• _Aufgabenstellung_
Schreiben Sie die Zeilen der folgenden Auflistung unverändert ab, beginnend mit der Zeile, die „top --vertices whole-pixels“ enthält, und endend mit der letzten Zeile der Auflistung, beide eingeschlossen.

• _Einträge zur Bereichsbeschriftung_
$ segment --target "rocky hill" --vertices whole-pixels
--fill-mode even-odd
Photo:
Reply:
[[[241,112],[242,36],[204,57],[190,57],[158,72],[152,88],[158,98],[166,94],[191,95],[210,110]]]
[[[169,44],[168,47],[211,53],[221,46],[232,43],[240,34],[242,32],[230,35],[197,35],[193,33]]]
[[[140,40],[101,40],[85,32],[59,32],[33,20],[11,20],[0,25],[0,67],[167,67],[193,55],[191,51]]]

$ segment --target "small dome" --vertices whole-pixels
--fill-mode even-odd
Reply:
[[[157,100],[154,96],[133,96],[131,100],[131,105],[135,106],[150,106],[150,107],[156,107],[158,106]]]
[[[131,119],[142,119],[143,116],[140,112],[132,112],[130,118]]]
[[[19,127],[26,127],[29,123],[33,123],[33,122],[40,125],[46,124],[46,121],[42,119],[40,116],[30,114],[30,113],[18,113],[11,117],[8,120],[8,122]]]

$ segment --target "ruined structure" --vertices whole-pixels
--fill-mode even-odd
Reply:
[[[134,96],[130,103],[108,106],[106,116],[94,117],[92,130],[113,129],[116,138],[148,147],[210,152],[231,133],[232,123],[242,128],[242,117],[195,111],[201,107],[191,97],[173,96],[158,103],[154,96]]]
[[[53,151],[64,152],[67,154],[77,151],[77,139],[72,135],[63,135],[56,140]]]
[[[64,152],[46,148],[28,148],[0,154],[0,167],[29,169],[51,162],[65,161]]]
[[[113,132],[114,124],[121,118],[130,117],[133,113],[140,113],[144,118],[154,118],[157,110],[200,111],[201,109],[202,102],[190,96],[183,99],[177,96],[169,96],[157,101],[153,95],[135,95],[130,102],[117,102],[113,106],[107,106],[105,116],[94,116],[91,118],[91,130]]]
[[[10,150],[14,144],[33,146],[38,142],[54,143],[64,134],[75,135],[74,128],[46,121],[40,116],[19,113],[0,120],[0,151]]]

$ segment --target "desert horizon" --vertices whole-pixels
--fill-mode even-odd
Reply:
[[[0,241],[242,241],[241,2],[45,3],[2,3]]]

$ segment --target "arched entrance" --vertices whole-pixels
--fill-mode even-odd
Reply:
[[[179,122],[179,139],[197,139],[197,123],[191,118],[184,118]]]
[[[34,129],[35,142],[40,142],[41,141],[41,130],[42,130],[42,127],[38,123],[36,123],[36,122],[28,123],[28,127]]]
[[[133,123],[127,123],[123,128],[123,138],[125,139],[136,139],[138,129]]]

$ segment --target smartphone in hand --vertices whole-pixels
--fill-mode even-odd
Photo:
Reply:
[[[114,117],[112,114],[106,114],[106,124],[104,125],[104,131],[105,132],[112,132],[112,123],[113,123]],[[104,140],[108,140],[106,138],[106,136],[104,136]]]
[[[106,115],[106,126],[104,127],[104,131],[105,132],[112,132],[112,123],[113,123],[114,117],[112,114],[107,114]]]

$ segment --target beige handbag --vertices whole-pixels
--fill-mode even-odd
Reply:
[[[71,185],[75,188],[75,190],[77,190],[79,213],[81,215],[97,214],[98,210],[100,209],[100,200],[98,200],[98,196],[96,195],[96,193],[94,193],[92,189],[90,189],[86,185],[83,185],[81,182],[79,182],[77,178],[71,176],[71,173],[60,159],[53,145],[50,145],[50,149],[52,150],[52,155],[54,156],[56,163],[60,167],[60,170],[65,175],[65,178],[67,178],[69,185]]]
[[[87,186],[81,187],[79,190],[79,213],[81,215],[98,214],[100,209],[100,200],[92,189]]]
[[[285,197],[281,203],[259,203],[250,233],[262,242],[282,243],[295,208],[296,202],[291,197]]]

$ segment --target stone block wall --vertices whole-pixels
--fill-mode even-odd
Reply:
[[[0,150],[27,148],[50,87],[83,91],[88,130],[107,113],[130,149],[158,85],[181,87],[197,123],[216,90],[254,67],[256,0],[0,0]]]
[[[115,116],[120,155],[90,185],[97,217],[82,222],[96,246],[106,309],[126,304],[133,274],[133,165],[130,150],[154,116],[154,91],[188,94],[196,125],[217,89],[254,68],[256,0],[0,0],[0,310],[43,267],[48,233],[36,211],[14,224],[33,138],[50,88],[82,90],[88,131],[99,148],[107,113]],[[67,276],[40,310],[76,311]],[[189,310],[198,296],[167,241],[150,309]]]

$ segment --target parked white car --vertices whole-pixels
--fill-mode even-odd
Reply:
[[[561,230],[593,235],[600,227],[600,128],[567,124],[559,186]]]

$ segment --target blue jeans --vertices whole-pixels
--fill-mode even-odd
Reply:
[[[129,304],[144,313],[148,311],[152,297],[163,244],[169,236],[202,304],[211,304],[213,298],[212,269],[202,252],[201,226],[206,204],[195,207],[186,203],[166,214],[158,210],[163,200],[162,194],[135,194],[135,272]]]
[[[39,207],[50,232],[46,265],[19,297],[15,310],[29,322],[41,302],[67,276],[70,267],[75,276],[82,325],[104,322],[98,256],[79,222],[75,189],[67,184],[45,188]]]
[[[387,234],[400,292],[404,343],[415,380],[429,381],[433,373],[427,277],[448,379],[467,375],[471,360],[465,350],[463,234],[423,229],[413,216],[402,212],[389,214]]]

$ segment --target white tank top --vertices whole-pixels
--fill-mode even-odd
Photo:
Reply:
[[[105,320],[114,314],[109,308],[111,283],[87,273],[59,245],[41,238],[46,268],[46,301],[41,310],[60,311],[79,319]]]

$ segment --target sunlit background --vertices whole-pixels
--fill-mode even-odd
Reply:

• _Ausgabe_
$ segment --target white tank top --vertices whole-pixels
--fill-mode even-odd
Photo:
Reply:
[[[105,320],[114,314],[109,308],[111,283],[87,273],[59,245],[41,238],[46,268],[46,301],[41,310],[60,311],[79,319]]]

$ segment --target sunlit background --vertices whole-pixels
--fill-mode even-odd
Reply:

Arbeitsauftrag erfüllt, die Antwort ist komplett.